-------- Source extract --------
Controlled Customization

Controlled Customization lets you to create new images based on a source image or a source image signal (canny edge or scribble). This page shows you how to send two types of Controlled Customization requests:

  1. Imagen 3 Controlled Customization (GA feature)

    View Imagen for Editing and Customization model card

  2. Imagen 2 Controlled Customization - canny edge or scribble source image signal (Preview feature)

Use cases

Imagen 3 Controlled Customization offers free-style prompting, which can give you the impression that the model can do more than it is trained to do. The following sections describe use cases and examples for Imagen 3 Controlled Customization.

The model has been trained on use cases that we provide, and we expect good results when you use Imagen 3 Controlled Customization. If you push the model to respond in unexpected ways, we don't expect good results.

Examples of intended use cases

The following are use cases that Imagen 3 Controlled Customization is trained to do and produces good results for:

  • Generate an image that follows the prompt and the canny edge control images.

  • Generate an image that follows the prompt and the scribble images.

  • Stylize a photo of a person while preserving the facial expression.

Examples of unintended use cases

The following are use cases that Imagen 3 Controlled Customization isn't trained to do and produces poor results for:

  • Generate an image using a style specified in the prompt.

  • Generate an image from text that follows a specific style provided by a reference image, with some level of control on the image composition using a control image.

  • Generate an image from text that follows a specific style provided by a reference image, with some level of control on the image composition using a control scribble.

  • Generate an image from text that follows a specific style provided by the reference image, with some level of control on the image composition using a control image. The person in the image has a specific facial expression.

  • Stylize a photo of two or more people, and preserve their facial expressions.
--------
§ Tasks to carry out
**1.** Answer these questions using the Controlled Customization page:
(a) Which two kinds of source image signal does Imagen 2 Controlled Customization work with?
(b) Is Imagen 3 Controlled Customization listed as a GA feature or a Preview feature?
(c) Among the unintended use cases, stylizing a photo of how many people is said to produce poor results?
**2.** Quote the Controlled Customization page word for word, covering everything from "1. Imagen 3 Controlled" down to "expect good results.".
The material that comes next has no connection to the Controlled Customization page.
-------- Data section --------
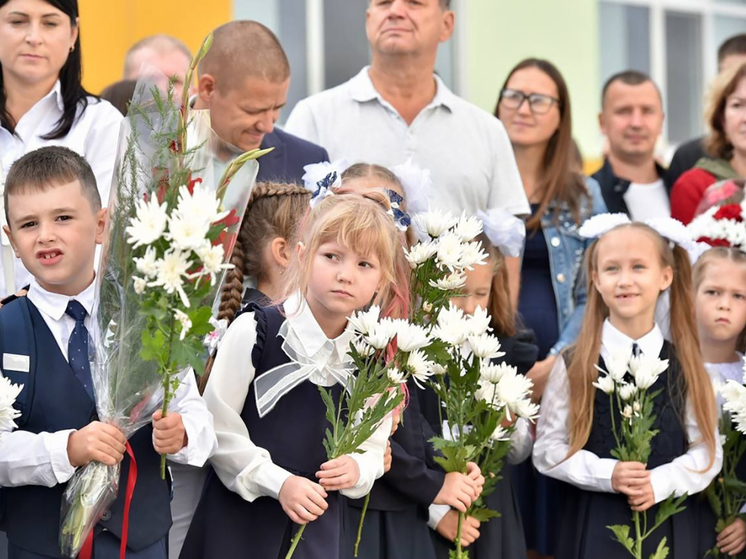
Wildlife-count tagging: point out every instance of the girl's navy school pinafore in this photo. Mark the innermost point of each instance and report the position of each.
(583, 531)
(227, 526)
(395, 524)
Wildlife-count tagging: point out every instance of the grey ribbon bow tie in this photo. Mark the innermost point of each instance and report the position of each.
(275, 383)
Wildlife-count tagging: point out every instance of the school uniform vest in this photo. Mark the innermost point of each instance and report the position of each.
(584, 533)
(60, 402)
(225, 525)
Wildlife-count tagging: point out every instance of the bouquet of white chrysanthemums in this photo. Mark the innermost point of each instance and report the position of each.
(727, 493)
(172, 224)
(385, 353)
(628, 381)
(480, 401)
(440, 260)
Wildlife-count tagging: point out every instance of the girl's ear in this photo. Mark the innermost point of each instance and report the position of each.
(279, 250)
(667, 278)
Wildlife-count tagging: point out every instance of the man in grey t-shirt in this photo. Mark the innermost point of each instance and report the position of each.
(397, 109)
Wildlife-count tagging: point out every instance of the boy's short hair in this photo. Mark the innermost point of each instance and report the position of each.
(48, 167)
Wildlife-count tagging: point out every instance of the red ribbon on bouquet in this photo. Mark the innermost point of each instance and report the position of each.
(87, 551)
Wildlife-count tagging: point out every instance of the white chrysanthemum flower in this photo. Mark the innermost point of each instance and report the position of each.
(512, 389)
(493, 373)
(396, 376)
(8, 394)
(186, 322)
(472, 254)
(382, 334)
(149, 223)
(172, 269)
(212, 260)
(468, 228)
(363, 348)
(479, 322)
(605, 384)
(527, 409)
(450, 249)
(485, 346)
(451, 282)
(421, 253)
(140, 285)
(434, 222)
(617, 364)
(452, 327)
(201, 207)
(500, 434)
(419, 367)
(410, 337)
(146, 264)
(627, 391)
(365, 321)
(646, 370)
(186, 233)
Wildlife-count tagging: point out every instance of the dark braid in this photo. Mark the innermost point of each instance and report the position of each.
(274, 210)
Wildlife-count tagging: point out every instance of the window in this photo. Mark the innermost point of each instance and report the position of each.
(326, 43)
(675, 41)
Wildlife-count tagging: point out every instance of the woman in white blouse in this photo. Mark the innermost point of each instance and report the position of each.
(43, 102)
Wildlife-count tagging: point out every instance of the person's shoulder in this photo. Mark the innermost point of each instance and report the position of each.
(100, 112)
(695, 177)
(298, 144)
(691, 149)
(327, 99)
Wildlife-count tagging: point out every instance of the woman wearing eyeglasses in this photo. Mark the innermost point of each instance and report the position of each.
(534, 106)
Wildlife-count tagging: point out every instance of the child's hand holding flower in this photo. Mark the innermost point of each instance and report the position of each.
(340, 473)
(169, 433)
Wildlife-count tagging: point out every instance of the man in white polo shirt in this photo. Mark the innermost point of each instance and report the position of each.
(397, 109)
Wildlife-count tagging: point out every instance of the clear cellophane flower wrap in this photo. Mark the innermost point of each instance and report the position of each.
(148, 336)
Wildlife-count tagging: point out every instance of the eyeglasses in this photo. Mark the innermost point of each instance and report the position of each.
(537, 102)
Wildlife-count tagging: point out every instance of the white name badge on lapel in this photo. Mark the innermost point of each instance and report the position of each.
(15, 362)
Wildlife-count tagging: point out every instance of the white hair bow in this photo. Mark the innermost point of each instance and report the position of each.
(417, 185)
(504, 230)
(668, 228)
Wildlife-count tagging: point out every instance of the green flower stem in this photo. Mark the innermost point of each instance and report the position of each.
(459, 552)
(295, 541)
(235, 166)
(166, 375)
(638, 535)
(360, 526)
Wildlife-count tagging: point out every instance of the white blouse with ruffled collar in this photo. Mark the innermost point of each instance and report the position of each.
(244, 467)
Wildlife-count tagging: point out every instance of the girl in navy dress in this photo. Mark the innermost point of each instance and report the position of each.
(628, 267)
(262, 252)
(487, 288)
(271, 472)
(396, 521)
(720, 301)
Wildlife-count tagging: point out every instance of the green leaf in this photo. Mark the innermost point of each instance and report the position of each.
(621, 534)
(483, 514)
(662, 551)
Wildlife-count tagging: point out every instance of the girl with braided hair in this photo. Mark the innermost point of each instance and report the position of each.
(270, 470)
(262, 252)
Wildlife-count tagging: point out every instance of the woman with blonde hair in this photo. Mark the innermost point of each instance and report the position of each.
(725, 115)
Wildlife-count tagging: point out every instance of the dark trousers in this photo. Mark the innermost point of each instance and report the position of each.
(105, 546)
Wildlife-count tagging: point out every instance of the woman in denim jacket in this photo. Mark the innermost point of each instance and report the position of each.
(534, 106)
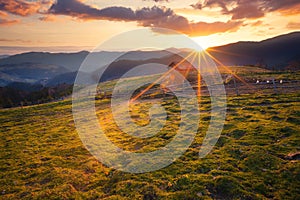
--------
§ Results of the tasks
**1.**
(a) Canny edge or scribble.
(b) A GA feature.
(c) Two or more people.

**2.**
1. Imagen 3 Controlled Customization (GA feature)

    View Imagen for Editing and Customization model card

  2. Imagen 2 Controlled Customization - canny edge or scribble source image signal (Preview feature)

Use cases

Imagen 3 Controlled Customization offers free-style prompting, which can give you the impression that the model can do more than it is trained to do. The following sections describe use cases and examples for Imagen 3 Controlled Customization.

The model has been trained on use cases that we provide, and we expect good results when you use Imagen 3 Controlled Customization. If you push the model to respond in unexpected ways, we don't expect good results.